Collected data
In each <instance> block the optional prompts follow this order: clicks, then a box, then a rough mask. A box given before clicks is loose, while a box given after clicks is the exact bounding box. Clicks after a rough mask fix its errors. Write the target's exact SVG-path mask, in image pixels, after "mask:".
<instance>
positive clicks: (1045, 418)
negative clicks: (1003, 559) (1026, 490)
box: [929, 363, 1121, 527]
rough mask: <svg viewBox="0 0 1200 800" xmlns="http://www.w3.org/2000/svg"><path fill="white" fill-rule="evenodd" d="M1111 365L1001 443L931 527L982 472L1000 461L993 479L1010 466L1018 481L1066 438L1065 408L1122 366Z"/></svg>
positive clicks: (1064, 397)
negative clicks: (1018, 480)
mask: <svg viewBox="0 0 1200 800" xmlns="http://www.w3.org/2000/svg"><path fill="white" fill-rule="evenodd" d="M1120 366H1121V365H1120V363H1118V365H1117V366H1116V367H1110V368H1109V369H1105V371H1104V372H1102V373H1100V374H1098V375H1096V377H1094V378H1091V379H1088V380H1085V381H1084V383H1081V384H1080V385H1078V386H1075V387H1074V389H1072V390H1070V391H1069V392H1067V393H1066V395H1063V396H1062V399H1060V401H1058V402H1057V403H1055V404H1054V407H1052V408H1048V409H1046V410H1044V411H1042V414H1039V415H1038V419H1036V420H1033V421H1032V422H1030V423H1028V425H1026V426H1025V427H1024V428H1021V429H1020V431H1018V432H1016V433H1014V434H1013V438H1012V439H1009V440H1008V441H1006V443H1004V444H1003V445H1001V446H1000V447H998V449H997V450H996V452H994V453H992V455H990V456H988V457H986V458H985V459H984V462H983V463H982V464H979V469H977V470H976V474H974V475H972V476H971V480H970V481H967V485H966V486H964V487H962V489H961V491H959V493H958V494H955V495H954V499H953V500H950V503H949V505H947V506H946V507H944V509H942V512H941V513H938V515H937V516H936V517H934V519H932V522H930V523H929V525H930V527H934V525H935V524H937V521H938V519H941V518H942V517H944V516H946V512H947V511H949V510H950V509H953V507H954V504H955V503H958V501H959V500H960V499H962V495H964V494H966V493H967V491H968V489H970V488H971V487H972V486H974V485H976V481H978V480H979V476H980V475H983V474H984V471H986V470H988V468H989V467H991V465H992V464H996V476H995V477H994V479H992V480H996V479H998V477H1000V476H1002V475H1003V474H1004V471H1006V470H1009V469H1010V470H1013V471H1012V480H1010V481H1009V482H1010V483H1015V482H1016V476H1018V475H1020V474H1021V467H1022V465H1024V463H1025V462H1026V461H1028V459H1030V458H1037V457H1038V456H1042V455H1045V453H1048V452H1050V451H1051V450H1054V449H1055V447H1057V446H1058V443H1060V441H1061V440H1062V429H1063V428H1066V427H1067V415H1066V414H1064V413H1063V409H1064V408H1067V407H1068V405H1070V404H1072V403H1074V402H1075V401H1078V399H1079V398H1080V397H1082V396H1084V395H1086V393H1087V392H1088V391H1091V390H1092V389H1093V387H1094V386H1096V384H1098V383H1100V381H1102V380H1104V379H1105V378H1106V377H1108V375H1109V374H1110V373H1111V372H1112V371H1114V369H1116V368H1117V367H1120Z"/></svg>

**Directions**
Give back every entry above, complete and exact.

**Output for this task**
In each <instance> block the optional prompts follow this order: clicks, then a box, then a rough mask. A box given before clicks is loose, while a box given after clicks is the exact bounding box. Clicks after a rough mask fix its errors. Write the target's exact SVG-path mask, in image pixels, after "mask:".
<instance>
positive clicks: (1045, 418)
negative clicks: (1003, 559) (1026, 490)
box: [929, 363, 1121, 527]
rough mask: <svg viewBox="0 0 1200 800" xmlns="http://www.w3.org/2000/svg"><path fill="white" fill-rule="evenodd" d="M1111 365L1001 443L931 527L982 472L1000 461L993 479L1010 466L1018 481L1066 438L1065 408L1122 366Z"/></svg>
positive clicks: (1064, 397)
negative clicks: (1018, 480)
mask: <svg viewBox="0 0 1200 800" xmlns="http://www.w3.org/2000/svg"><path fill="white" fill-rule="evenodd" d="M1120 366H1121V365H1120V363H1118V365H1117V366H1116V367H1110V368H1109V369H1105V371H1104V372H1102V373H1100V374H1098V375H1096V377H1094V378H1091V379H1088V380H1085V381H1084V383H1081V384H1080V385H1078V386H1075V387H1074V389H1072V390H1070V391H1069V392H1067V393H1066V395H1063V396H1062V399H1060V401H1058V402H1057V403H1055V404H1054V407H1052V408H1048V409H1046V410H1044V411H1042V414H1039V415H1038V419H1036V420H1033V421H1032V422H1030V423H1028V425H1026V426H1025V427H1024V428H1021V429H1020V431H1018V432H1016V433H1014V434H1013V438H1012V439H1009V440H1008V441H1006V443H1004V444H1003V445H1001V446H1000V447H998V449H997V450H996V452H994V453H992V455H990V456H988V457H986V458H985V459H984V462H983V463H982V464H979V469H977V470H976V474H974V475H972V476H971V480H970V481H967V485H966V486H964V487H962V489H961V491H959V493H958V494H955V495H954V499H953V500H950V503H949V505H947V506H946V507H944V509H942V512H941V513H938V515H937V516H936V517H934V519H932V522H930V523H929V525H930V527H934V525H935V524H937V521H938V519H941V518H942V517H944V516H946V512H947V511H949V510H950V509H953V507H954V504H955V503H958V501H959V500H960V499H962V495H964V494H966V493H967V491H968V489H970V488H971V487H972V486H974V485H976V481H978V480H979V476H980V475H983V474H984V471H986V470H988V468H989V467H991V465H992V464H996V476H995V477H994V479H992V480H996V479H998V477H1000V476H1002V475H1003V474H1004V471H1006V470H1009V469H1010V470H1013V471H1012V480H1010V481H1009V482H1010V483H1015V482H1016V476H1018V475H1020V474H1021V467H1022V465H1024V463H1025V462H1026V461H1028V459H1030V458H1037V457H1038V456H1042V455H1045V453H1048V452H1050V451H1051V450H1054V449H1055V447H1057V446H1058V443H1060V441H1061V440H1062V429H1063V428H1066V427H1067V415H1066V414H1064V413H1063V409H1064V408H1067V407H1068V405H1070V404H1072V403H1074V402H1075V401H1078V399H1079V398H1080V397H1082V396H1084V395H1086V393H1087V392H1088V391H1091V390H1092V389H1093V387H1094V386H1096V384H1098V383H1100V381H1102V380H1104V379H1105V378H1106V377H1108V375H1109V374H1110V373H1111V372H1112V371H1114V369H1116V368H1117V367H1120Z"/></svg>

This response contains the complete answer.